• **Source passage**:
--------------------
SB 54 would provide safeguards to ensure that immigrants can visit government offices, work with police, take their children to school and go to the doctor without fear of deportation. In line with policies already in place, it also would allow local and state jurisdictions to refuse to comply with federal immigration enforcement if an undocumented immigrant has not committed a major crime.
The act responds to a palpable fear among immigrants, who are anxious about any interactions with state and local government officials. Specifically, they believe that information provided to those local officials could end up in the hands of federal immigration enforcement authorities. And who could blame them?
In recent months, U.S. Immigration and Customs Enforcement officials have gone to state and local courthouses to make targeted arrests of undocumented immigrants facing criminal charges, even traffic infractions. Immigration officials have gone so far as to arrest an undocumented immigrant after he dropped his child off at school.
The Trump administration no doubt will attack the California Values Act, as it has attacked “sanctuary cities” generally. In a January executive order, the administration threatened to eliminate all federal funding to so-called sanctuary cities. A federal court in San Francisco ruled that the defunding proposal was unconstitutional.
The U.S. Supreme Court has also weighed in by striking down state laws, such as Arizona’s “Show Your Papers” law, SB 1070. That law mandated that state and local law enforcement officers participate in immigration enforcement. Although state and local officials cannot regulate immigration as Arizona tried to do, they can determine how to provide essential services to immigrants in their communities. That is precisely what the Values Act seeks to do.
California’s Values Act is not an attempt to regulate immigration. Rather, it is an attempt to serve and protect all California residents, consistent with federal law. De León’s bill is a legitimate effort by the state to determine how it interacts with, and protects, its citizens.
--------------------
• **Supplied data**:
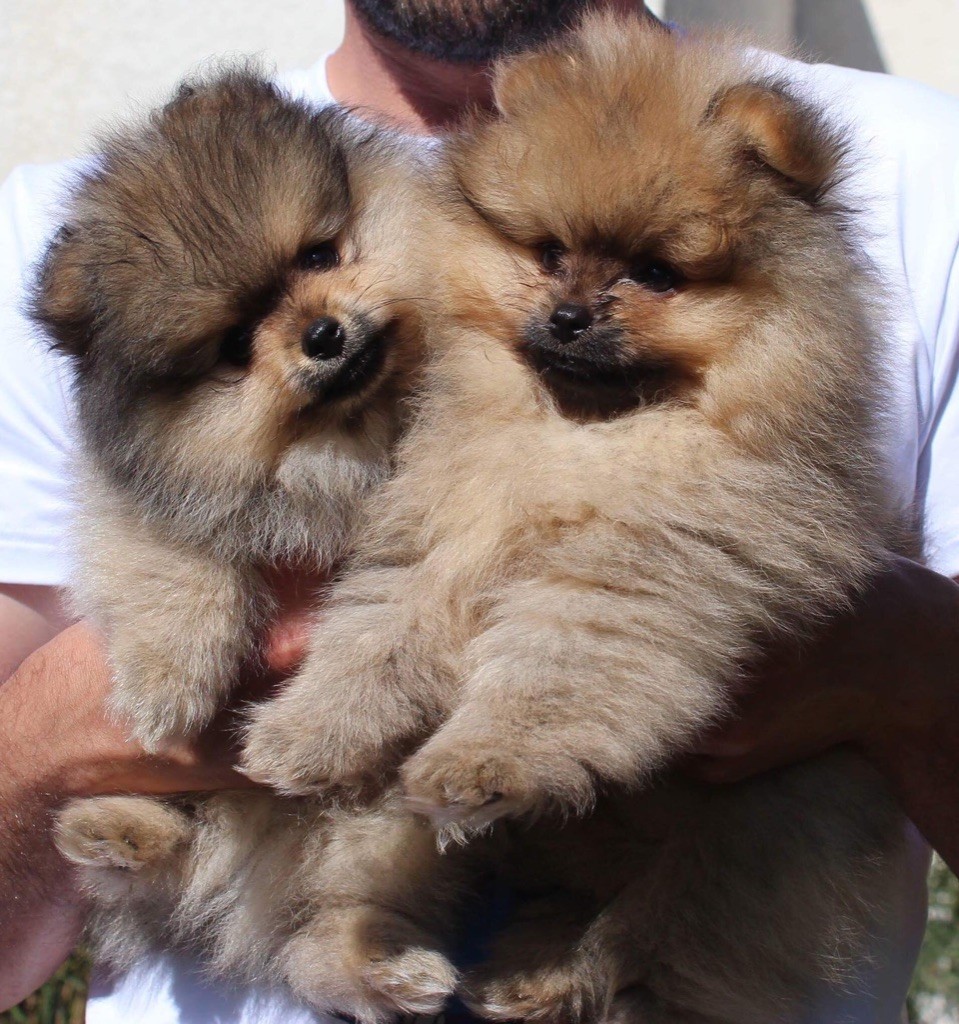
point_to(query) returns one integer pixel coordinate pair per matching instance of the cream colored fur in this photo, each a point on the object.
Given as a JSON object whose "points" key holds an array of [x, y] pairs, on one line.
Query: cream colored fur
{"points": [[555, 593], [190, 496]]}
--------------------
• **Description of the task**:
Echo the passage on California's Values Act word for word, between "The U.S. Supreme" and "seeks to do.", inclusive.

• **Answer for this exercise**:
The U.S. Supreme Court has also weighed in by striking down state laws, such as Arizona’s “Show Your Papers” law, SB 1070. That law mandated that state and local law enforcement officers participate in immigration enforcement. Although state and local officials cannot regulate immigration as Arizona tried to do, they can determine how to provide essential services to immigrants in their communities. That is precisely what the Values Act seeks to do.